INSTRUCTION
Locate the line with "Target: green shrub in photo" in the material. Copy that line and each one after it, through the last, exactly and with nothing else.

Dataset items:
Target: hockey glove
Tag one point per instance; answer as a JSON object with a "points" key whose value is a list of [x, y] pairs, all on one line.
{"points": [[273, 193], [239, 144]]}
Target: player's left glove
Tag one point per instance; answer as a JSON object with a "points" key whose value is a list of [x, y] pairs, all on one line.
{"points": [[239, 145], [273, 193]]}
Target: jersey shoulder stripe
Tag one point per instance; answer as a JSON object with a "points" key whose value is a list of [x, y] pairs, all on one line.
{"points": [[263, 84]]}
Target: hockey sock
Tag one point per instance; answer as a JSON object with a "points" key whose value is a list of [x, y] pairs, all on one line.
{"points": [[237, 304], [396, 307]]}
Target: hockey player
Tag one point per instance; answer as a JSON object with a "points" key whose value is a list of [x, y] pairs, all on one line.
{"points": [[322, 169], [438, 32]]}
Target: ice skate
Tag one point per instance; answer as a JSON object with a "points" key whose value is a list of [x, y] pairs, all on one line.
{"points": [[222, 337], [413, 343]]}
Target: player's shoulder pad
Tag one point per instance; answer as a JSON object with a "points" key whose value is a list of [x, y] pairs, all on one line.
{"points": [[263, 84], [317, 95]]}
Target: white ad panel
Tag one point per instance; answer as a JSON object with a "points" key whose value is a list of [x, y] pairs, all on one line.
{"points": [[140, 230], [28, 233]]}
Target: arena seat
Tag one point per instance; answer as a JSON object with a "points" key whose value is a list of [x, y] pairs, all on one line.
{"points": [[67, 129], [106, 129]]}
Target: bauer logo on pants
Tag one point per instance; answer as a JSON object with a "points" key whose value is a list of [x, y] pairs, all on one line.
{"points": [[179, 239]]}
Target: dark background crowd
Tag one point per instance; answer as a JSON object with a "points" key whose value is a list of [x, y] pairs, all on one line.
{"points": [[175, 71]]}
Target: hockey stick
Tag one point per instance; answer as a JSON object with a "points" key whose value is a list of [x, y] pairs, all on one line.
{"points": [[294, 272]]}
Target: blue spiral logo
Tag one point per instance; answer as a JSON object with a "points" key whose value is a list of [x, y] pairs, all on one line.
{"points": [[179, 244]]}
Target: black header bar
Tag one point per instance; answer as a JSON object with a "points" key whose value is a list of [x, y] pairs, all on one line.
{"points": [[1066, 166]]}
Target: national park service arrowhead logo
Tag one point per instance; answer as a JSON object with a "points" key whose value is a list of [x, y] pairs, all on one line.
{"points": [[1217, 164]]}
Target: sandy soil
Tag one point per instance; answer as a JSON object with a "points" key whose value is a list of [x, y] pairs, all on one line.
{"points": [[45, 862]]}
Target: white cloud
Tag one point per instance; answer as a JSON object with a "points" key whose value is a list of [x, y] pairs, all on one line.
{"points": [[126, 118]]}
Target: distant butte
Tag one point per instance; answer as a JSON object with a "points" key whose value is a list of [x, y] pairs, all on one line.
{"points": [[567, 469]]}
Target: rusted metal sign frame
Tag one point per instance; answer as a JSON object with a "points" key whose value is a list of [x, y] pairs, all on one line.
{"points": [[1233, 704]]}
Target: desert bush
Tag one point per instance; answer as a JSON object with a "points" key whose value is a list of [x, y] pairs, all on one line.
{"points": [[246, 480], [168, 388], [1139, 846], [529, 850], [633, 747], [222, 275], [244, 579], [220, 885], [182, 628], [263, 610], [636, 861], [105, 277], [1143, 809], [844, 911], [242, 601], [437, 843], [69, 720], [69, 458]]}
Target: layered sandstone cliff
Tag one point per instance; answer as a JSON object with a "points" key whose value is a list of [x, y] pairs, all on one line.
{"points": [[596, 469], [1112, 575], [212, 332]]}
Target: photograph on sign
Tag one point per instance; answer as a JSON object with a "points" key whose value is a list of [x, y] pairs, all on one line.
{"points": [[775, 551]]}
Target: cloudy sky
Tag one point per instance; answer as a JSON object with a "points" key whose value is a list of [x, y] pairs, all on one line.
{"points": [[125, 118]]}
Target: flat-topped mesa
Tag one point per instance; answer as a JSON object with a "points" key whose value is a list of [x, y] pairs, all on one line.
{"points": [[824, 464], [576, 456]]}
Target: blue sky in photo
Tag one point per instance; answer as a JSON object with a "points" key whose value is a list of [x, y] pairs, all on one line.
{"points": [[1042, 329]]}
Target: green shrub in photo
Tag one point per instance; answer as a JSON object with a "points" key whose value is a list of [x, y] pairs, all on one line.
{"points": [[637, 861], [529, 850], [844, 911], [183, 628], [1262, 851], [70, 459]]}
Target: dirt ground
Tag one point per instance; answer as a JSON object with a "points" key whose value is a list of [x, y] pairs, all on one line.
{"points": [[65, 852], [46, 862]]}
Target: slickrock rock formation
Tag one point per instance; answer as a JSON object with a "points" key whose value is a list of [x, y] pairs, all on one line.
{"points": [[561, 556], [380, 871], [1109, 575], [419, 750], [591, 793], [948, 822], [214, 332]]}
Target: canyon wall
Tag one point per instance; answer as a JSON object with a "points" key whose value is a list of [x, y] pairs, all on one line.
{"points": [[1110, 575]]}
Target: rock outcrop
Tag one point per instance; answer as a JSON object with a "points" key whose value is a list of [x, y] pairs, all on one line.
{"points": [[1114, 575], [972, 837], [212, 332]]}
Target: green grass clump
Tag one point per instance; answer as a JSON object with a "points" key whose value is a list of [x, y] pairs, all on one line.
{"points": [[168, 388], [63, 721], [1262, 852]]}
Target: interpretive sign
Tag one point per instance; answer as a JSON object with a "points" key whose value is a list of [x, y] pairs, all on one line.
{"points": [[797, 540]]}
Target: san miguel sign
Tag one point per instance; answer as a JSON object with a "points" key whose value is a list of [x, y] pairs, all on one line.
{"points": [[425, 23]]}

RESULT
Target: green shrub in photo
Tag one point per instance; answer as a JSON object with a "points" key whose value is a list of [x, y] pairs, all on one line.
{"points": [[637, 861], [529, 850], [844, 911], [183, 628], [1262, 851], [70, 459]]}
Target: dirt ground
Tag one point per instance; answer as a JSON object with a "points" key whose value is a list of [x, y] pairs, all on one line.
{"points": [[65, 852], [46, 862]]}
Target: slickrock rock formation
Tag one point per instance; answer as a JSON object with a "points" key whose value is a list of [x, y] pairs, all on one line.
{"points": [[561, 556], [380, 871], [1109, 575], [419, 750], [591, 793], [948, 822], [214, 332]]}
Target: canyon wall
Tag one point per instance; answer as a JSON object with a "points" key whose value is a list of [x, y] pairs, all on one line.
{"points": [[1110, 575]]}
Target: rock outcrop
Tag one point per instance; answer as a JSON object with a "points" key whose value is a list of [x, y] pairs, all on one line.
{"points": [[1114, 575], [972, 837], [212, 332]]}
Target: green grass clump
Tag one point per instance; answer as a JSON object with a "points" key whose value is a list of [x, y] pairs, all on one line.
{"points": [[168, 388], [63, 721], [1262, 852]]}
Target: interpretive sign
Tag one point per instance; answer as a JSON object with a "points" key whose value is a list of [x, y] pairs, all on one line.
{"points": [[797, 540]]}
Target: san miguel sign
Tag one point per instance; answer as a JSON object with a "points" key whose value is a list of [x, y] pairs, all on one line.
{"points": [[425, 23]]}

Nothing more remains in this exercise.